---- DATASET ROWS

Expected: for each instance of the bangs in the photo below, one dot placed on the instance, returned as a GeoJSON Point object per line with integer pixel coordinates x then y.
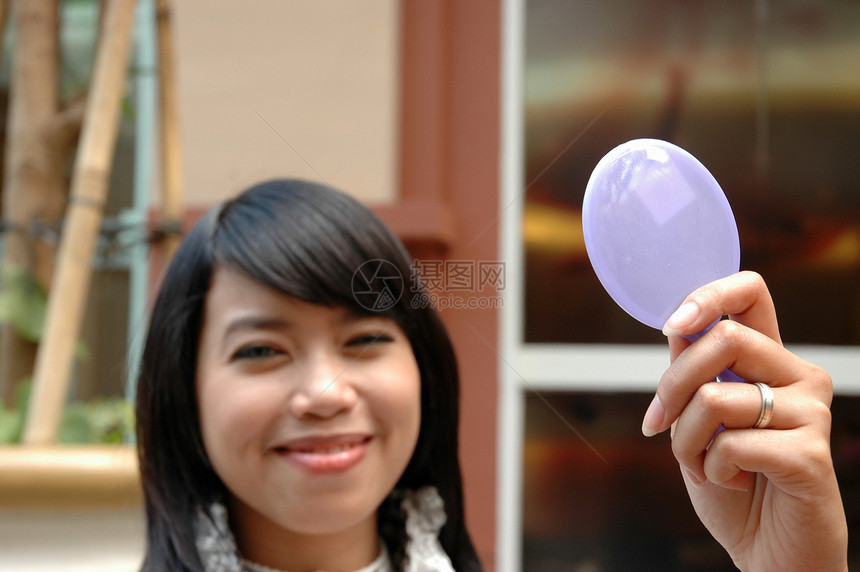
{"type": "Point", "coordinates": [308, 242]}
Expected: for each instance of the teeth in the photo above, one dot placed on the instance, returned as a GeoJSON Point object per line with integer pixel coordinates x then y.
{"type": "Point", "coordinates": [330, 450]}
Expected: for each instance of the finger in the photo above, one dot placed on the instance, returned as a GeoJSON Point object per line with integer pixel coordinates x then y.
{"type": "Point", "coordinates": [729, 345]}
{"type": "Point", "coordinates": [736, 456]}
{"type": "Point", "coordinates": [734, 406]}
{"type": "Point", "coordinates": [743, 297]}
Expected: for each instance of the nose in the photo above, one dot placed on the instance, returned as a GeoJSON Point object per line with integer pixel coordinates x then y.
{"type": "Point", "coordinates": [325, 390]}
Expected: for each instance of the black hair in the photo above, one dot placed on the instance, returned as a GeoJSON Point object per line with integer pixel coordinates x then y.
{"type": "Point", "coordinates": [307, 241]}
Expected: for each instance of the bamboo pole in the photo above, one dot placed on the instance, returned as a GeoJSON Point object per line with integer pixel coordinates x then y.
{"type": "Point", "coordinates": [70, 284]}
{"type": "Point", "coordinates": [171, 151]}
{"type": "Point", "coordinates": [34, 185]}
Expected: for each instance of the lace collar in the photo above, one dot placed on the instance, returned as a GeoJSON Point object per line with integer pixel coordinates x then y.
{"type": "Point", "coordinates": [425, 516]}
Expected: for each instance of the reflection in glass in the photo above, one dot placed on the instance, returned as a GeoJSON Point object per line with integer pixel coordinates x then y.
{"type": "Point", "coordinates": [625, 507]}
{"type": "Point", "coordinates": [765, 94]}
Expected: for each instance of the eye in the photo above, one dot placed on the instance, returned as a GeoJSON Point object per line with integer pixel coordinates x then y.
{"type": "Point", "coordinates": [256, 351]}
{"type": "Point", "coordinates": [369, 338]}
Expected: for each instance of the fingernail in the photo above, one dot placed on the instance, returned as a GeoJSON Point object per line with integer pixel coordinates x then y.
{"type": "Point", "coordinates": [683, 317]}
{"type": "Point", "coordinates": [696, 482]}
{"type": "Point", "coordinates": [653, 420]}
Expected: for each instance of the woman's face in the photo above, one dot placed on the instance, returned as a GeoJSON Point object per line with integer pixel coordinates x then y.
{"type": "Point", "coordinates": [309, 414]}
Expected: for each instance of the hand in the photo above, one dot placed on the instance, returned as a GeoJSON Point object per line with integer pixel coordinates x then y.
{"type": "Point", "coordinates": [768, 495]}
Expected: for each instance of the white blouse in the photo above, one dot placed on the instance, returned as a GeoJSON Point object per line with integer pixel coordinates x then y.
{"type": "Point", "coordinates": [425, 516]}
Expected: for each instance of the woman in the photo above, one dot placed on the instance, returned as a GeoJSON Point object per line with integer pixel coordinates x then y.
{"type": "Point", "coordinates": [286, 424]}
{"type": "Point", "coordinates": [291, 249]}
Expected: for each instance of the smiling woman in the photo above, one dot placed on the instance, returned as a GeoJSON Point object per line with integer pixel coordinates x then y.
{"type": "Point", "coordinates": [281, 422]}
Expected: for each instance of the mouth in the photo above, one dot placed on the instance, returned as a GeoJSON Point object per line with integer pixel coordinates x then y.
{"type": "Point", "coordinates": [325, 455]}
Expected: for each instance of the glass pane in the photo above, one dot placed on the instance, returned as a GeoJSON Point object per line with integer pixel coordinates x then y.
{"type": "Point", "coordinates": [624, 507]}
{"type": "Point", "coordinates": [765, 94]}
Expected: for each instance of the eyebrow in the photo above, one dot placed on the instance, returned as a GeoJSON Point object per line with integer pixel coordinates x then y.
{"type": "Point", "coordinates": [258, 323]}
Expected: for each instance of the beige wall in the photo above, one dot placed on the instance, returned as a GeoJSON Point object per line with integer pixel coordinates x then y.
{"type": "Point", "coordinates": [297, 88]}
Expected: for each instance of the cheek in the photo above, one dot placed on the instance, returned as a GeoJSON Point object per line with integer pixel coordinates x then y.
{"type": "Point", "coordinates": [233, 416]}
{"type": "Point", "coordinates": [399, 402]}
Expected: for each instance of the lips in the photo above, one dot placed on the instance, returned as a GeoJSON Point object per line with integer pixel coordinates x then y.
{"type": "Point", "coordinates": [325, 454]}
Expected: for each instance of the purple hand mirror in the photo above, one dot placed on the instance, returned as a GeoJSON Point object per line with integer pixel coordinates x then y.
{"type": "Point", "coordinates": [657, 226]}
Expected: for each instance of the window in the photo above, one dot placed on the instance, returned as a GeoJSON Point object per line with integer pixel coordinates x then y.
{"type": "Point", "coordinates": [762, 94]}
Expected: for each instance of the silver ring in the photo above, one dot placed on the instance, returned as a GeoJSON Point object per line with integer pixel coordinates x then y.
{"type": "Point", "coordinates": [766, 413]}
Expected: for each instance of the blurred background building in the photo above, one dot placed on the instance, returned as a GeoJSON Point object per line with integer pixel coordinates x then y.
{"type": "Point", "coordinates": [472, 128]}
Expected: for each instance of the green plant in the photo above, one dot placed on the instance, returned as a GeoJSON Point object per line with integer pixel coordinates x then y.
{"type": "Point", "coordinates": [23, 303]}
{"type": "Point", "coordinates": [105, 421]}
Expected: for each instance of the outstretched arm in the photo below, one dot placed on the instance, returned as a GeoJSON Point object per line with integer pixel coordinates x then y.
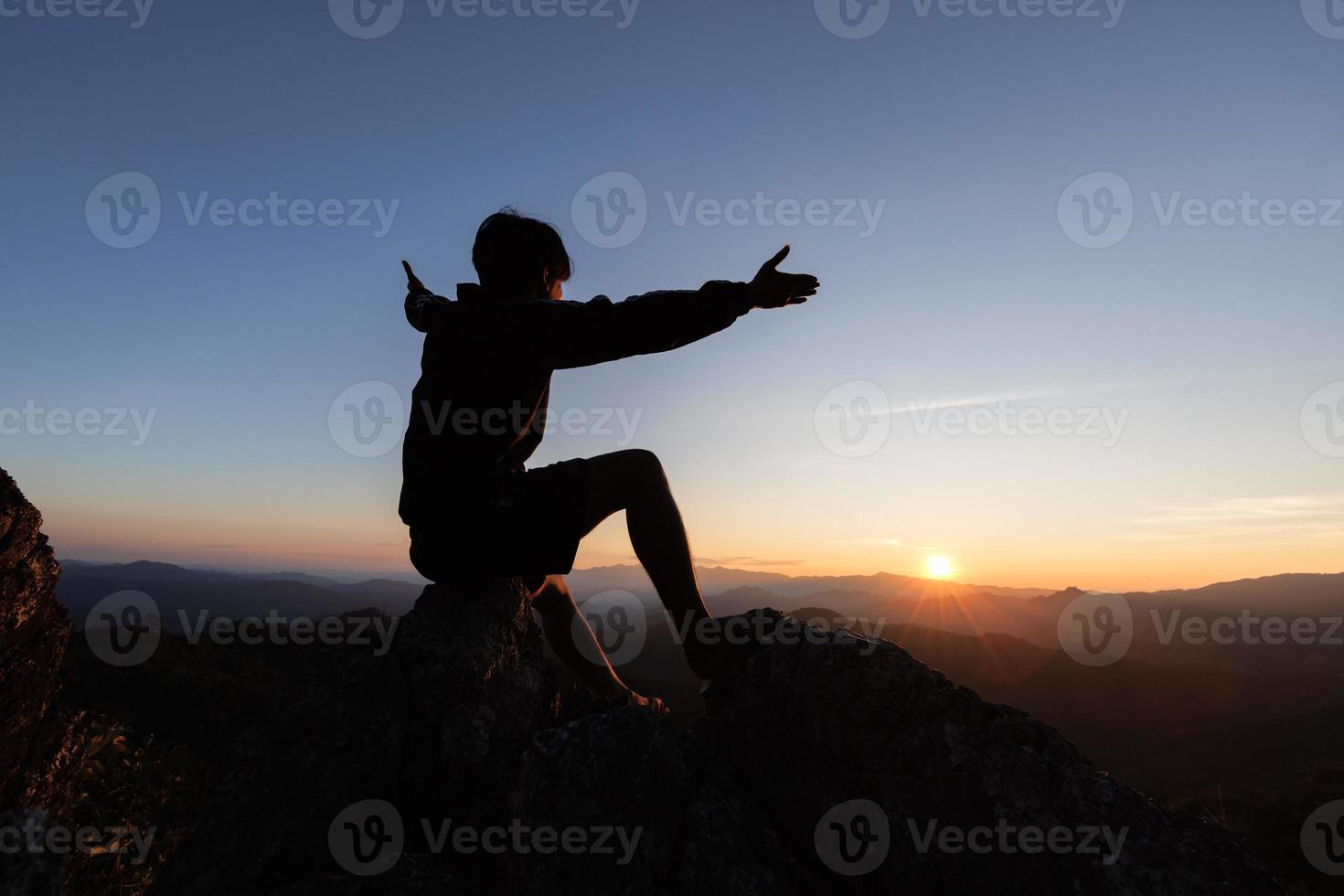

--------

WHAT TO DO: Please filter the items above and copy each line containing the word "glass", matching case exactly.

FINISHED TASK:
Expected: for each instance of the reflection in glass in the photo above, one dot placed on the instance, returned as a GeoJSON Point object per line with integer pixel coordinates x then y.
Expected: for each instance of the glass pane in the photo above, one dot placed on the instance, returned as a GeoJSON Point object per line with integer pixel coordinates x then y.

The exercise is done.